[What to do]:
a – Return the part of the ChatGPT Atlas article between "OpenAI has officially" and "at its core.", inclusive.
b – Write the next part of the article about OpenAI's ChatGPT Atlas browser, picking up after its last sentence.

[Text passage]:
_ _ _ _
OpenAI has officially launched ChatGPT Atlas, its first AI-powered web browser, marking the company’s biggest move yet to challenge Google Chrome’s dominance. Announced during a livestream led by CEO Sam Altman, Atlas is now available globally for macOS users, with versions for Windows, iOS, and Android coming soon. The browser aims to make online search and browsing feel more conversational and intelligent, powered by ChatGPT at its core.
Altman said during the announcement that he envisions a future where “the chat experience in a web browser can be a great analog” for how people use the internet. The move signals OpenAI’s ambition to merge everyday browsing with AI-driven assistance in a more seamless way.
Atlas isn’t just another web browser with a chatbot plugin. It’s designed from the ground up around ChatGPT, integrating AI into every interaction. When you open a page, the browser automatically displays a split-screen: one side shows the webpage, and the other shows ChatGPT’s companion chat window. This setup allows you to talk to your search results, summarize articles, rewrite text, or even ask follow-up questions without leaving the page.
The browser also introduces cursor chat, a feature that lets users highlight any text, like an email or document, and instantly ask ChatGPT to tidy up, summarize, or rephrase it inline. This feature extends ChatGPT’s usefulness beyond simple search to more practical, everyday writing tasks.
One of Atlas’ standout features is memory. The browser can remember the websites you visit and the context of your past interactions to offer more personalized and context-aware answers. Users can manage or delete these memories anytime from the settings and even open incognito windows for private browsing. OpenAI says this feature makes the experience feel more like an ongoing conversation than a series of disconnected queries.
_ _ _ _
[Stored data]:
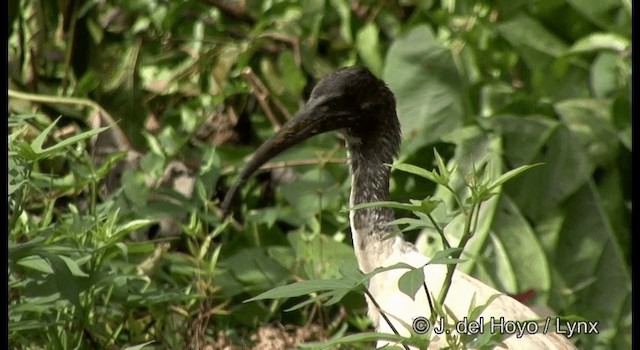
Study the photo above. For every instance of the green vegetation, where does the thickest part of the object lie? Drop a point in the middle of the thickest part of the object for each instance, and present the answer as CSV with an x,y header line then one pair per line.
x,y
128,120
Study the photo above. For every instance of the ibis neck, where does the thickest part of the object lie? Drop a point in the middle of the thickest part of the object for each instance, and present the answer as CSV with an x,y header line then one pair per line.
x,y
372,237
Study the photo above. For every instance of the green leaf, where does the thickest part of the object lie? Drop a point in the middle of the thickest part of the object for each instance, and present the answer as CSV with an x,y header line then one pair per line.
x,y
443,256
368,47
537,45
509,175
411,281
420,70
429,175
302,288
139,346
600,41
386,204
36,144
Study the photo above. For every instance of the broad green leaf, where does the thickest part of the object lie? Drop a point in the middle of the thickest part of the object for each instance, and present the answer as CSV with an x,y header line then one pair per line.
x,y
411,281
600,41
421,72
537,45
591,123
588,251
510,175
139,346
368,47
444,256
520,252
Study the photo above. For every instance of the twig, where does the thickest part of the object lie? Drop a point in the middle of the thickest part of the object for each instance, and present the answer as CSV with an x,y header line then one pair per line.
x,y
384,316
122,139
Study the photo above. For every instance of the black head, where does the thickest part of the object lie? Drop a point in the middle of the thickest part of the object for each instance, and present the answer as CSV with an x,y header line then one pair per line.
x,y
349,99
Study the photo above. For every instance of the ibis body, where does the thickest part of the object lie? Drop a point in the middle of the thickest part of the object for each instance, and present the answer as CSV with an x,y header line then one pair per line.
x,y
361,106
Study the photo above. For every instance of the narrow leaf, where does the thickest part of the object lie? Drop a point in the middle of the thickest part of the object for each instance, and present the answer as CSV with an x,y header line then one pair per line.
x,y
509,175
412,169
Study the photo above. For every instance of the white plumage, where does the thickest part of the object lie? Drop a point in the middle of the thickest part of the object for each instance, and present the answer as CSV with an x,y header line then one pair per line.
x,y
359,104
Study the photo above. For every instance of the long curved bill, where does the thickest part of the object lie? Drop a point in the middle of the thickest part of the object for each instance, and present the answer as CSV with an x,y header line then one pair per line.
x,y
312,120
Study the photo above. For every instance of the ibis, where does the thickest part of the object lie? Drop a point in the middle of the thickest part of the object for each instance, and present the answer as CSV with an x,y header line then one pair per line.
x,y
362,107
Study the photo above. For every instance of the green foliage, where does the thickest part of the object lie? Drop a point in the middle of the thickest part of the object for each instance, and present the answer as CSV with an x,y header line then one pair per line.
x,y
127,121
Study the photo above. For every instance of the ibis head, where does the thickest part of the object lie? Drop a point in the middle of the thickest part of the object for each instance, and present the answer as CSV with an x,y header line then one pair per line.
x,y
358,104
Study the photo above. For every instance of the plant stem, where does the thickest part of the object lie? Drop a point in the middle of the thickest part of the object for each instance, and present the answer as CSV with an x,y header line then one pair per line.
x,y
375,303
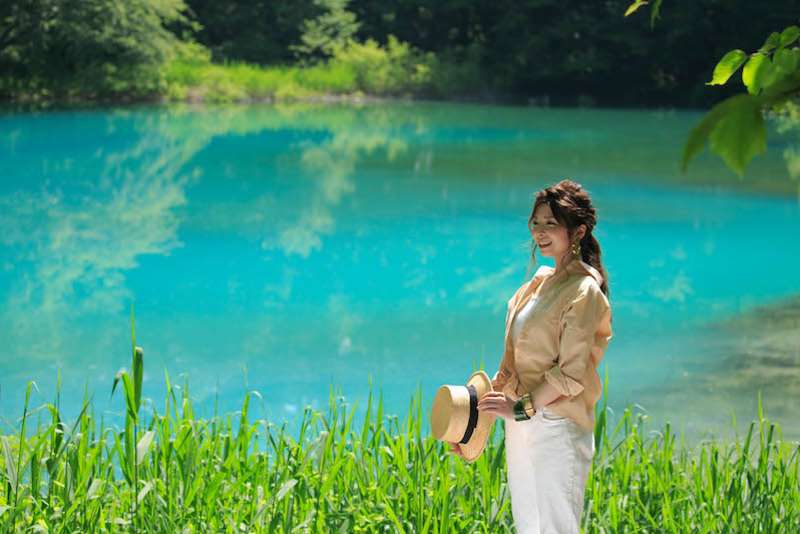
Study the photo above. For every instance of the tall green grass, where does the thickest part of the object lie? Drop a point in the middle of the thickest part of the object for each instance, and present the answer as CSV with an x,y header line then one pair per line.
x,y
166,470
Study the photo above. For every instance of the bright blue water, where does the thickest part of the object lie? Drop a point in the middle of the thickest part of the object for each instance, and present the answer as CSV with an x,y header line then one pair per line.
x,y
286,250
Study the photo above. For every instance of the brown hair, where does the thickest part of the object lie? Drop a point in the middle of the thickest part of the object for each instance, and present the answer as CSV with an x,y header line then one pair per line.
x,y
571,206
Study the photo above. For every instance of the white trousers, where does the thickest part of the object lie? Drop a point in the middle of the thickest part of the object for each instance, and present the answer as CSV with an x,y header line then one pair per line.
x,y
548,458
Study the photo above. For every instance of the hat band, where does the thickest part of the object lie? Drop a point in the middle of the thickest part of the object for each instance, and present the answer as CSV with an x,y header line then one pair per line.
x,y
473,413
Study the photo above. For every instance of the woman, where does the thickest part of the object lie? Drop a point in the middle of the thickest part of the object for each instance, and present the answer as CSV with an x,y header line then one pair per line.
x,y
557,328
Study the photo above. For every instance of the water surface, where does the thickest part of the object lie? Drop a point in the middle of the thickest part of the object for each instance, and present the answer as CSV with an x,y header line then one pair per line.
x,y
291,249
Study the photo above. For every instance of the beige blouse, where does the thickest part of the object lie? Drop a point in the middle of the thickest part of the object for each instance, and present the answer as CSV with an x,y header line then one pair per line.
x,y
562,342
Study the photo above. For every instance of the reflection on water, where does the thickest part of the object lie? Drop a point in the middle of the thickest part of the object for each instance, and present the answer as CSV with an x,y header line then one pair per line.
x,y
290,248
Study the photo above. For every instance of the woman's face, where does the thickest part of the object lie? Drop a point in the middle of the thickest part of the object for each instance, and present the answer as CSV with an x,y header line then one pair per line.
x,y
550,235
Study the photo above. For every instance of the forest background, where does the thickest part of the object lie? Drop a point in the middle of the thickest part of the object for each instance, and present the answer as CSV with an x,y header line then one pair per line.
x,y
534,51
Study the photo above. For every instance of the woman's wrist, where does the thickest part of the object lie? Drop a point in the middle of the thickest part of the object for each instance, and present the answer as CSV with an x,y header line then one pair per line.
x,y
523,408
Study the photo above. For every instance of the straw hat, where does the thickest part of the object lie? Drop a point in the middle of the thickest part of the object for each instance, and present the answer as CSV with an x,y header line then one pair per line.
_ _ _ _
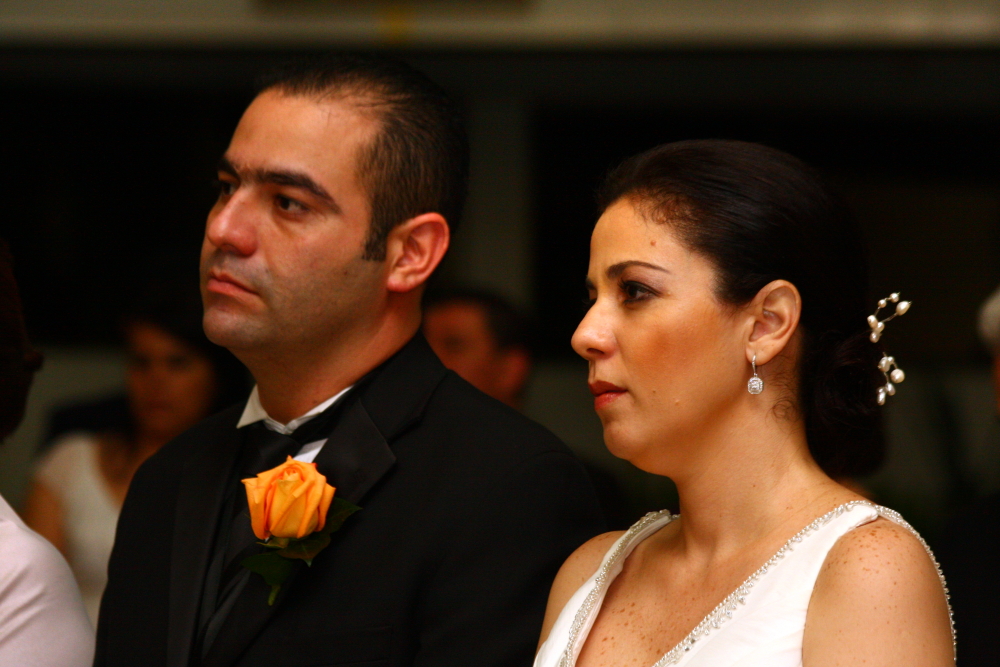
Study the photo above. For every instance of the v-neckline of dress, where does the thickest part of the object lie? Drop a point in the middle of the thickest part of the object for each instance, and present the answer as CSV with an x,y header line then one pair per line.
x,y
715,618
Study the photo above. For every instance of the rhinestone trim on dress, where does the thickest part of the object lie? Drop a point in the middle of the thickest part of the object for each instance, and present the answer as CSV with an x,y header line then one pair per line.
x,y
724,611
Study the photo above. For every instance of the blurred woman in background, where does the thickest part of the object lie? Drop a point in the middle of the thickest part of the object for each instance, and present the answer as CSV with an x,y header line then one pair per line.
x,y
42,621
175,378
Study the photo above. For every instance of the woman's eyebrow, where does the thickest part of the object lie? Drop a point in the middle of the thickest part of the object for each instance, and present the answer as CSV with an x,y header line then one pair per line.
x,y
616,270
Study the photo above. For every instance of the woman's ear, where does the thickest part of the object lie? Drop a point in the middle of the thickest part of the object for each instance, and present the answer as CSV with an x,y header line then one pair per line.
_ _ _ _
[Exercise responses]:
a –
OpenAI has officially launched ChatGPT Atlas, its first AI-powered web browser, marking the company’s biggest move yet to challenge Google Chrome’s dominance. Announced during a livestream led by CEO Sam Altman, Atlas is now available globally for macOS users, with versions for Windows, iOS, and Android coming soon. The browser aims to make online search and browsing feel more conversational and intelligent, powered by ChatGPT at its core.

b –
Another major addition is Agent Mode, available initially to ChatGPT Plus, Pro, and Business users. With it, ChatGPT can take actions directly in the browser, like booking flights, making reservations, or editing a document. It builds on OpenAI’s earlier experiments with agentic AI, such as the Operator and ChatGPT Agent prototypes, which allowed AI to use a computer on a user’s behalf.
Agent Mode brings those capabilities into a native browser environment, allowing for real task automation. However, as with other early AI agents (like those in Perplexity’s Comet browser), it still struggles with complex web interactions, so real-world reliability remains to be seen.
The launch of Atlas comes as AI browsers are rapidly emerging as the next battleground in the tech world. Google is integrating its Gemini assistant deeper into Chrome, aiming to let it handle routine online chores like scheduling or shopping. Microsoft has done the same with Edge, while startups like Perplexity are pushing ahead with their own AI browsers, such as Comet, which combines a search engine with an answer-focused chatbot.
Atlas, however, has one big advantage, it directly ties into ChatGPT, the world’s most widely used conversational AI system. With the sidecar chat interface, memory-based personalization, and task automation through Agent Mode, OpenAI hopes to redefine how users interact with the web itself.